> Task instructions: Convert each line of the items below into a JSON list of strings, one string per line, skipping blank lines and leaving out the pictures.

*** Task data ***

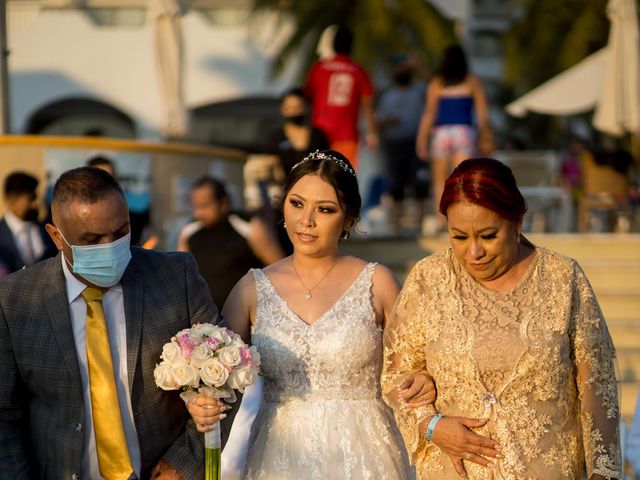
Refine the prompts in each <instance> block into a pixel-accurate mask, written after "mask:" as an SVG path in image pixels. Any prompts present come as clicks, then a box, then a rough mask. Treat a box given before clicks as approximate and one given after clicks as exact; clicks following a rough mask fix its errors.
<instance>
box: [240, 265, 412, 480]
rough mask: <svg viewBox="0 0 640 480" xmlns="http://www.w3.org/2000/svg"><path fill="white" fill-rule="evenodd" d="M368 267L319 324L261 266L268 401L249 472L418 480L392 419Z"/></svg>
mask: <svg viewBox="0 0 640 480" xmlns="http://www.w3.org/2000/svg"><path fill="white" fill-rule="evenodd" d="M375 267H376V264H374V263H370V264H368V265H367V266H366V267H365V268H364V269H363V270H362V272H361V273H360V274H359V276H358V277H357V279H356V280H355V282H354V283H353V284H352V285H351V286H350V287H349V288H348V289H347V290H346V291H345V293H344V294H343V295H342V296H341V297H340V298H339V299H338V300H337V301H336V302H335V303H334V304H333V305H332V306H331V307H330V308H329V309H328V310H327V311H326V312H325V313H324V314H323V315H322V316H321V317H320V318H319V319H318V320H317V321H316V322H315V323H313V324H312V325H309V324H307V323H305V322H304V321H303V320H302V319H301V318H300V317H298V315H296V314H295V312H293V311H292V310H291V309H290V308H289V306H288V304H287V302H286V301H285V300H284V299H283V298H282V297H280V295H279V294H278V292H277V291H276V290H275V288H274V287H273V285H272V284H271V282H270V281H269V279H268V277H267V276H266V275H265V274H264V272H263V271H262V270H258V269H253V270H252V272H253V275H254V277H255V281H256V289H257V307H256V322H255V325H254V326H253V328H252V342H253V344H254V345H255V346H256V347H257V348H258V351H259V353H260V356H261V359H262V361H261V363H262V366H261V368H262V374H263V375H264V400H263V405H262V407H261V410H260V412H259V413H258V415H257V417H256V420H255V422H254V424H253V427H252V430H251V438H250V440H249V454H248V460H247V467H246V470H245V478H247V479H269V480H276V479H277V480H288V479H290V480H294V479H295V480H298V479H305V480H315V479H318V480H320V479H322V480H326V479H329V478H331V479H337V478H339V479H350V480H359V479H362V480H364V479H389V480H394V479H400V480H404V479H409V478H412V475H410V474H409V472H410V470H409V467H408V462H407V455H406V453H405V450H404V448H403V447H402V446H401V438H400V436H399V432H398V430H397V427H396V426H395V422H394V420H393V415H392V413H391V411H390V410H389V409H388V407H387V406H386V405H385V404H384V403H383V402H382V400H381V390H380V380H379V379H380V373H381V369H382V329H381V328H380V327H379V326H377V325H376V322H375V312H374V310H373V306H372V304H371V279H372V276H373V273H374V271H375Z"/></svg>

***

> Result:
[
  "Refine the prompts in each <instance> block into a pixel-accurate mask, written after \"mask:\" as an SVG path in image pixels. Any prompts present come as clicks, then a box, then a rough mask. Treat a box given before clicks as approximate and one given after clicks as exact; clicks following a rough mask fix its errors.",
  "<instance>",
  "box: [240, 265, 412, 480]",
  "rough mask: <svg viewBox=\"0 0 640 480\" xmlns=\"http://www.w3.org/2000/svg\"><path fill=\"white\" fill-rule=\"evenodd\" d=\"M368 267L319 324L261 266L268 401L249 472L418 480L392 419Z\"/></svg>",
  "mask: <svg viewBox=\"0 0 640 480\" xmlns=\"http://www.w3.org/2000/svg\"><path fill=\"white\" fill-rule=\"evenodd\" d=\"M375 267H376V264H374V263H370V264H368V265H367V266H366V267H365V268H364V269H363V270H362V272H361V273H360V274H359V276H358V277H357V279H356V280H355V282H354V283H353V284H352V285H351V286H350V287H349V288H348V289H347V290H346V291H345V293H344V294H343V295H342V296H341V297H340V298H339V299H338V300H337V301H336V302H335V303H334V304H333V305H332V306H331V307H330V308H329V309H328V310H327V311H326V312H325V313H324V314H323V315H322V316H321V317H320V318H319V319H318V320H317V321H316V322H315V323H313V324H312V325H309V324H307V323H305V322H304V321H303V320H302V319H301V318H300V317H298V315H296V314H295V312H293V311H292V310H291V309H290V308H289V306H288V304H287V302H286V301H285V300H284V299H283V298H282V297H280V295H279V294H278V292H277V291H276V290H275V288H274V287H273V285H272V284H271V282H270V281H269V279H268V277H267V276H266V275H265V274H264V272H263V271H262V270H258V269H253V270H252V272H253V275H254V277H255V281H256V289H257V307H256V322H255V325H254V326H253V328H252V342H253V344H254V345H255V346H256V347H257V348H258V351H259V353H260V356H261V359H262V361H261V363H262V366H261V368H262V374H263V375H264V400H263V405H262V407H261V410H260V412H259V413H258V415H257V417H256V420H255V422H254V424H253V427H252V430H251V438H250V440H249V454H248V460H247V467H246V470H245V478H247V479H269V480H276V479H277V480H288V479H290V480H294V479H295V480H298V479H305V480H315V479H318V480H320V479H322V480H326V479H329V478H331V479H337V478H339V479H350V480H359V479H362V480H364V479H389V480H394V479H400V480H404V479H409V478H412V475H410V474H409V472H410V470H409V467H408V462H407V455H406V453H405V450H404V448H403V447H402V446H401V438H400V436H399V432H398V430H397V427H396V426H395V422H394V420H393V415H392V413H391V411H390V410H389V409H388V407H387V406H386V405H385V404H384V403H383V402H382V400H381V390H380V380H379V379H380V373H381V369H382V329H381V328H380V327H379V326H377V325H376V322H375V312H374V310H373V306H372V304H371V279H372V276H373V273H374V271H375Z\"/></svg>"
]